Monday, March 11, 2019

Scotland, the Bereaved (1959)

From the No. 6 — 1959 issue of the Western Socialist

“Baith faither and wee Willie oot o' a job . . . It’s worse than a death in the hoose.”

This piece of ungrammatic but nevertheless heartrending conversation happened to catch my ear one night while travelling in one of Glasgow’s tram cars, that ancient mode of transport which most of the city’s workers are obliged to use despite the “cheap” family automobiles now on sale. Although at first glance the wee Glasgow housewife’s remark may have seemed a peculiarly dramatised one it is undoubtedly true that a household that finds its two bread-winners unemployed is a pretty cheerless place.

The television and probably the furniture has been procured on the “never never” system and, with nothing but a few pounds coming in from the unemployment benefit and national assistance, the house in all probability will not only be a sad one but pretty soon — an empty one. The agonising round of cap-in-hand job-hunting commences and soon men who had a passionate pride in their skill
as shipwrights, carpenters and electricians find themselves thankful for the chance of a couple of days’ work as labourers in casual employment on a building site, as part-time workers in bar rooms and cinemas.

_ _ _ _

• [WHAT YOU WILL DO]
1: Say whether each statement agrees with the article on unemployment in Glasgow, answering yes or no and quoting the deciding words of the article: (a) The housewife's remark was overheard on a tram car. (b) Most of Glasgow's workers travel by family automobile. (c) Skilled men may end up taking casual labouring work on a building site.
2: Please resume the article on unemployment in Glasgow from its last sentence and write what comes next.

(Records from a collection)
_ _ _ _

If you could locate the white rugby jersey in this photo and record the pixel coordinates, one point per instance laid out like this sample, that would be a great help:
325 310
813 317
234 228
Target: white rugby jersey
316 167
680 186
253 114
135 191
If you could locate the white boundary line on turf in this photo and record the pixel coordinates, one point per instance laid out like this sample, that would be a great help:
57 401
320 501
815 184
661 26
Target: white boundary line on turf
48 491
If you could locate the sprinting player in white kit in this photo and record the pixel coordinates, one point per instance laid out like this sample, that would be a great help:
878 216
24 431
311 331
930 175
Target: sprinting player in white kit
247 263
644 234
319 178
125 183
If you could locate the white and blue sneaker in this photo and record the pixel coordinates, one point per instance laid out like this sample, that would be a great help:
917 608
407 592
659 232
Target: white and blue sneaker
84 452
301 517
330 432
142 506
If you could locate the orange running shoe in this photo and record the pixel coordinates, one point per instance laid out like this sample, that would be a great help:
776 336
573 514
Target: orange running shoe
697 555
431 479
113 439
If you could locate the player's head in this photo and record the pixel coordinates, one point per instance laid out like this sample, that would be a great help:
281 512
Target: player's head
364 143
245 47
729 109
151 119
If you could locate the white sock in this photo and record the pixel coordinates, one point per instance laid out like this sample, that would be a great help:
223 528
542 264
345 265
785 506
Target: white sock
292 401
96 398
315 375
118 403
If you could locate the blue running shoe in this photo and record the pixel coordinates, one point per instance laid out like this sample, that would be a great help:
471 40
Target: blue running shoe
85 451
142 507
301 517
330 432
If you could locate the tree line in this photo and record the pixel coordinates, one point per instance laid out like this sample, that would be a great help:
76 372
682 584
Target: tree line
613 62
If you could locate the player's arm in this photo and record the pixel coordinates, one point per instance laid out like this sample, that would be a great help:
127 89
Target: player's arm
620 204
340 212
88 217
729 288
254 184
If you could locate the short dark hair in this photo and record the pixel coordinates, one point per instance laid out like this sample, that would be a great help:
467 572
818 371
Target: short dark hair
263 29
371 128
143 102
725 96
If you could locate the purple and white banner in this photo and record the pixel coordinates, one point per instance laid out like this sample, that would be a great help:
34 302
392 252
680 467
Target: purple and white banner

_ _ _ _

• [ANSWERS PER TASK]
1:
(a) Yes: "happened to catch my ear one night while travelling in one of Glasgow’s tram cars"
(b) No: "that ancient mode of transport which most of the city’s workers are obliged to use despite the “cheap” family automobiles now on sale"
(c) Yes: "a couple of days’ work as labourers in casual employment on a building site"

2:
And with the edge of poverty and insecurity sharpening day by day, the home that was a haven of sociability becomes a place where frayed nerves lead daily to bickering and squabbling. Soon the nagging thought, that perhaps it is due to some failing on his part as a worker that he can’t find a job, drives the breadwinner, bit by bit, to lose confidence in himself and gradually his self respect is destroyed. So desperate is the plight of the unemployed worker that not only is his physical condition denuded of virility by denial of the barest necessities of life, but his moral fibre is destroyed by conditions which degrade him to the extent of losing his self respect. He becomes in fact a mere shadow of a man, a shell whose substance has been torn from him by the monster that is present-day society.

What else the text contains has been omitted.